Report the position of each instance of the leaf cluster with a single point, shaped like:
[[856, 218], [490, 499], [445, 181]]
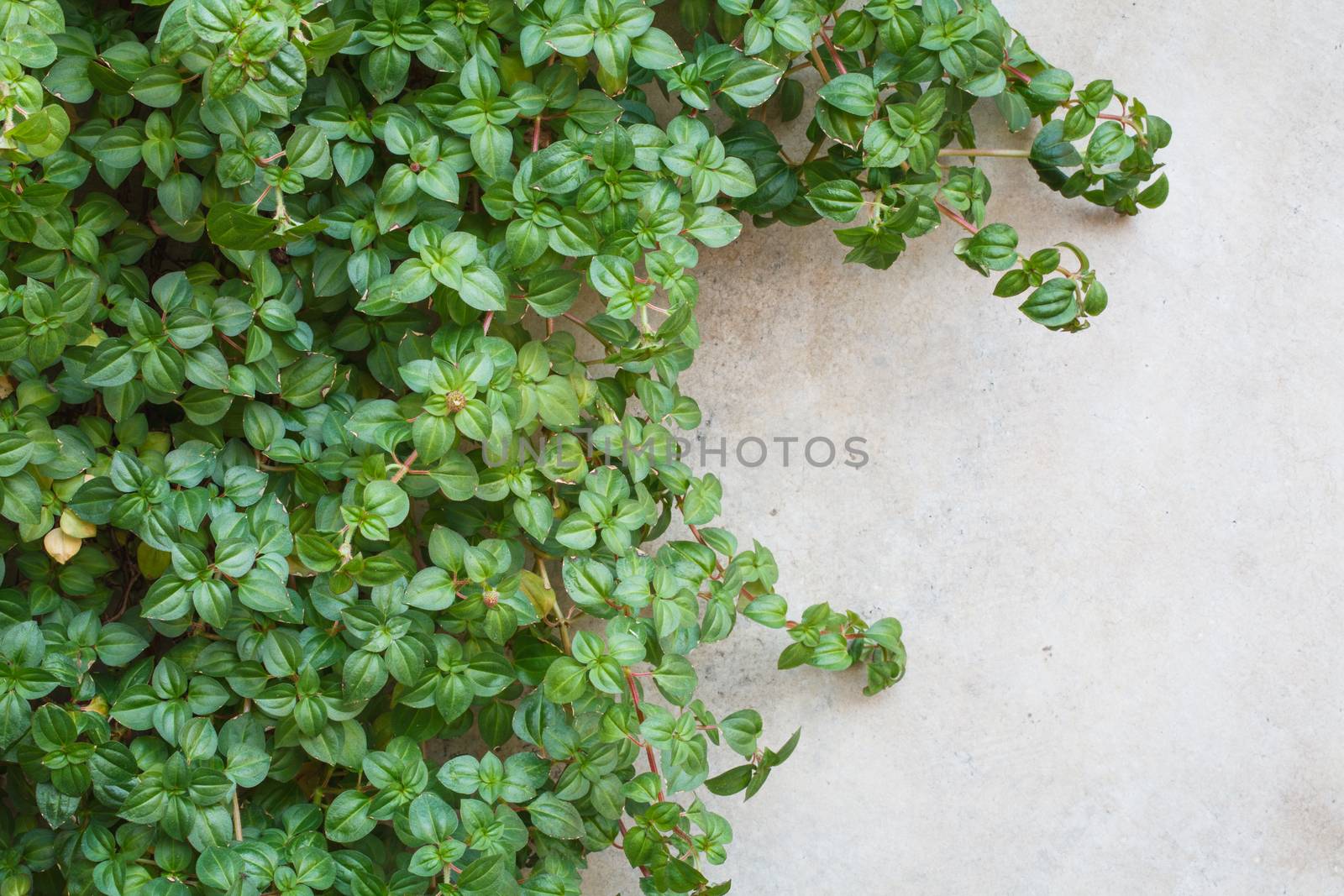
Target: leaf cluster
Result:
[[309, 458]]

----

(Aim)
Scale every row above by multiplying each point coordinate in the answers by 1.6 and rounding to the nearest whole number, with halves rounded up. Then write out all the rows again with their requests, keeping the numbers in the requests unchanged and leaving the pictures out.

(Output of the exercise)
Report the position of each instance of the leaf cluster with a single point, shaped like:
[[856, 218], [490, 499], [445, 181]]
Target: leaf cluster
Result:
[[494, 733]]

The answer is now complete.